## Objective
State how many lines in the records contain the string "ridge", treating uppercase and lowercase as different. Give only the number.

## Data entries
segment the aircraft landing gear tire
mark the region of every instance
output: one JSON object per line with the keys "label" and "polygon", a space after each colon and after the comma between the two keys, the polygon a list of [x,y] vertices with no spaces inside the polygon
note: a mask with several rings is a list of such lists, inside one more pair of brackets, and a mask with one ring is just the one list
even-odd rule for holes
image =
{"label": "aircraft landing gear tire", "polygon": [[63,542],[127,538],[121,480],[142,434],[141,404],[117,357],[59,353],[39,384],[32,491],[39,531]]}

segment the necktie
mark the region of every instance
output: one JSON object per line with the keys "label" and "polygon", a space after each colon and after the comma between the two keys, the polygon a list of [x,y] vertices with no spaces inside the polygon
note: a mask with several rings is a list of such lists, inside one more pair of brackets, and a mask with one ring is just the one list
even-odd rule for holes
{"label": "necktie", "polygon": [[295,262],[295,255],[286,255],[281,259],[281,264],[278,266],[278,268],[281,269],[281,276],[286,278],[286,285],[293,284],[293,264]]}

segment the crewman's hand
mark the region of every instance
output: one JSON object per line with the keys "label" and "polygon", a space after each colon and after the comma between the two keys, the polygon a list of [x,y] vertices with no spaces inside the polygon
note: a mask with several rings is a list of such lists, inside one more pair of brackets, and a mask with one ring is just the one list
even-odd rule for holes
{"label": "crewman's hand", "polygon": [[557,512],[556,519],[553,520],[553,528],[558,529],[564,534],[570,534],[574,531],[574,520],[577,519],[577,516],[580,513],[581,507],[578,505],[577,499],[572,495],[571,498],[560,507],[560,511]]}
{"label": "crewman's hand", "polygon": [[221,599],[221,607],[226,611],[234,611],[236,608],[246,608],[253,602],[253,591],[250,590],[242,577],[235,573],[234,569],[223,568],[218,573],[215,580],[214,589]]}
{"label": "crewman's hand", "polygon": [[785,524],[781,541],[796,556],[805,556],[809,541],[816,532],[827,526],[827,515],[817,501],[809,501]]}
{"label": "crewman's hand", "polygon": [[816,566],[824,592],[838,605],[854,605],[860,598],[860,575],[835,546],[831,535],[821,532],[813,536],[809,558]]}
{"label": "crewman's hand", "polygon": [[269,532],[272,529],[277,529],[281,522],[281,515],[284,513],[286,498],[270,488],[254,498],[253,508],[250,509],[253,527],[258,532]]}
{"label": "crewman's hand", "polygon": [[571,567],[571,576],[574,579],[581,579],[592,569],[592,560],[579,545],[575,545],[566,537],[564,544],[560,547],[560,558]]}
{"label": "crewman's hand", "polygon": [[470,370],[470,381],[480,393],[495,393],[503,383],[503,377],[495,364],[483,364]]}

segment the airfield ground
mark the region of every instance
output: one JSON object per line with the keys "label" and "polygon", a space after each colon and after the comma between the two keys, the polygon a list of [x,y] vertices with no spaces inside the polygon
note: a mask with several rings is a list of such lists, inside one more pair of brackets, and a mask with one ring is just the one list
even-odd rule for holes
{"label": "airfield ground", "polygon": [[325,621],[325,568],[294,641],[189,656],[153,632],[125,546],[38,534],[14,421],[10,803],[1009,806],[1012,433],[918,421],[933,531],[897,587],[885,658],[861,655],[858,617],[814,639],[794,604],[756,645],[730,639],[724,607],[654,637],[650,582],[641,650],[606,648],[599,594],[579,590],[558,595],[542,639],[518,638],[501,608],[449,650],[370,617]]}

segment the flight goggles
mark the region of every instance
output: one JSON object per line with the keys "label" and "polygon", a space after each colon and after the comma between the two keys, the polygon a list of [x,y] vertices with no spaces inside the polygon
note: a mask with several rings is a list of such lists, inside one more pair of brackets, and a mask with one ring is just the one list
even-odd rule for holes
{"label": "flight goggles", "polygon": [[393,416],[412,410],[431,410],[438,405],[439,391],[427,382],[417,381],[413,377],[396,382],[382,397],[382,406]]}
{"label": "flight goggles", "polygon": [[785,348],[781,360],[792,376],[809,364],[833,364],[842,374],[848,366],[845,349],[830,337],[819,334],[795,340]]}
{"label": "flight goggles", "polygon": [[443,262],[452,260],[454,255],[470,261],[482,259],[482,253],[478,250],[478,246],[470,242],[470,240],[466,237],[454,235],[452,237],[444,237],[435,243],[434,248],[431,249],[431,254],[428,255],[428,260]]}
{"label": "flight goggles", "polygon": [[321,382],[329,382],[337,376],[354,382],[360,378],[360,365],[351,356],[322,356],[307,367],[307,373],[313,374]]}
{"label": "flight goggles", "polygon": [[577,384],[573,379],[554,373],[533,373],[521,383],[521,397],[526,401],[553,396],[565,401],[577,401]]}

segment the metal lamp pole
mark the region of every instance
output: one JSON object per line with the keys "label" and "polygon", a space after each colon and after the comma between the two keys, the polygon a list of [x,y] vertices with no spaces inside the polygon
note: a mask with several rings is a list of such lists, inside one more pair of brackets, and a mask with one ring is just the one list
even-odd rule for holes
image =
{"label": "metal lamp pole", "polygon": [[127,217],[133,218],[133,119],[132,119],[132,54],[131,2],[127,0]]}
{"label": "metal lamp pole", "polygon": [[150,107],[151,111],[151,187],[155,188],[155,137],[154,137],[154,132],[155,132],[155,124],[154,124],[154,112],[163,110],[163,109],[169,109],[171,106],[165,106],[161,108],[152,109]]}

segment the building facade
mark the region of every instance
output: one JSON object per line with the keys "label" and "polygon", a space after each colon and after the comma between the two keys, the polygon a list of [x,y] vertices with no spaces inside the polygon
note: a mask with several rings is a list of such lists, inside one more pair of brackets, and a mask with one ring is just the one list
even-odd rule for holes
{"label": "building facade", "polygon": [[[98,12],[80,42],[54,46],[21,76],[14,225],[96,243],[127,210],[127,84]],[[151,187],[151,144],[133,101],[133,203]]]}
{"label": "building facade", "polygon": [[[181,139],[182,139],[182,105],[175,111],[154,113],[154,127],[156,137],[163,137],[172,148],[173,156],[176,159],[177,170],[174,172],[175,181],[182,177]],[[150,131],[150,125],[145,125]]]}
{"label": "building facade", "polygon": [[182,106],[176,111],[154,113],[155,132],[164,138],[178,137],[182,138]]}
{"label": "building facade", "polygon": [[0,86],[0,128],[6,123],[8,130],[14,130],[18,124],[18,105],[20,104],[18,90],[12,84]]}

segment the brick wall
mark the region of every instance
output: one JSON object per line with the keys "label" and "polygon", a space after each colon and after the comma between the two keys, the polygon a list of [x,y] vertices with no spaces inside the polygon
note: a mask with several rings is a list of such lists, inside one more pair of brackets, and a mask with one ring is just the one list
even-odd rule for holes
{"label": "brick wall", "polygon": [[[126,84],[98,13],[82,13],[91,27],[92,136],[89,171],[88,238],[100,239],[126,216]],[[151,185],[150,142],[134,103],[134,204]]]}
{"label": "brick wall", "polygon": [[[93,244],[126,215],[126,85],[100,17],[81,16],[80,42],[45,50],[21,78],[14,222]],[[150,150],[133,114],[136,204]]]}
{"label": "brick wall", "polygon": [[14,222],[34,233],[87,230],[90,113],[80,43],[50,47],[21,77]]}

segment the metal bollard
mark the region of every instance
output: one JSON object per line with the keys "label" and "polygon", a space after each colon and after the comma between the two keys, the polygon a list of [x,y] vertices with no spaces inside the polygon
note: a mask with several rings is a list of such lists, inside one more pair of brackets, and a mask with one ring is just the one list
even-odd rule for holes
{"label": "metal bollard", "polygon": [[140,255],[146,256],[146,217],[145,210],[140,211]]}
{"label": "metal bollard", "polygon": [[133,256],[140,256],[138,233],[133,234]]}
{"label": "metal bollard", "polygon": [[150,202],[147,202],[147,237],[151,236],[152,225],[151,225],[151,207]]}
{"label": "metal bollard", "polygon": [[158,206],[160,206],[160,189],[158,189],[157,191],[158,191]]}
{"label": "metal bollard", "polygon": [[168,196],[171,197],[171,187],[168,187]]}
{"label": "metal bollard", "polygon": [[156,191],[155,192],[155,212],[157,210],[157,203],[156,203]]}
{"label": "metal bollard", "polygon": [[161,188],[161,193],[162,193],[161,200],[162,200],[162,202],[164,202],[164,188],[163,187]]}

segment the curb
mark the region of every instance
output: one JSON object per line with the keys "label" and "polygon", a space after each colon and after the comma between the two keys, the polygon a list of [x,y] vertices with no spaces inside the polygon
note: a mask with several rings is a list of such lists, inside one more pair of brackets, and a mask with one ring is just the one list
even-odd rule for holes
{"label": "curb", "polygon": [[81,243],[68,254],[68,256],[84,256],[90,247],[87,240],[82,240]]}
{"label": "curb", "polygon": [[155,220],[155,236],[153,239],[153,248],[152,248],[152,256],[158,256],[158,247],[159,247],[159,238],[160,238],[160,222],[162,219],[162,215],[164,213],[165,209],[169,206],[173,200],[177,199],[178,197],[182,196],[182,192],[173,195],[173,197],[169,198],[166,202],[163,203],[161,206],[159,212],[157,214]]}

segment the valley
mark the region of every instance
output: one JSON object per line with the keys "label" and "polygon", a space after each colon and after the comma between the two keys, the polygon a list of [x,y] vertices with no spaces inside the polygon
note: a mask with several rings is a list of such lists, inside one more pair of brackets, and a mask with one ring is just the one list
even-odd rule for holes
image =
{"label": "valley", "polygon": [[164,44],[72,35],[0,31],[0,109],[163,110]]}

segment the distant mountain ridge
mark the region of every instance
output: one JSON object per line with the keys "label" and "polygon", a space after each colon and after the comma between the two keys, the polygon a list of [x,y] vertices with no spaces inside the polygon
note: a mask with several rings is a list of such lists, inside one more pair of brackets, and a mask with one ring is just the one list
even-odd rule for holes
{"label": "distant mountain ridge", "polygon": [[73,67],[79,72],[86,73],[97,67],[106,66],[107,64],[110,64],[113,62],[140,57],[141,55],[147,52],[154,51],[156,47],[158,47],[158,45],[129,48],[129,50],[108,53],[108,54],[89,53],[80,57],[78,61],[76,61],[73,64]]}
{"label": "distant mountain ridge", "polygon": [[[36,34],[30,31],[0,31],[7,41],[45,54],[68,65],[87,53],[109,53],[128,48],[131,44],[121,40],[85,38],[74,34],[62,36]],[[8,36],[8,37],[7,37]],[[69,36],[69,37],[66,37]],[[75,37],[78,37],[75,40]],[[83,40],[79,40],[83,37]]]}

## Result of this exercise
3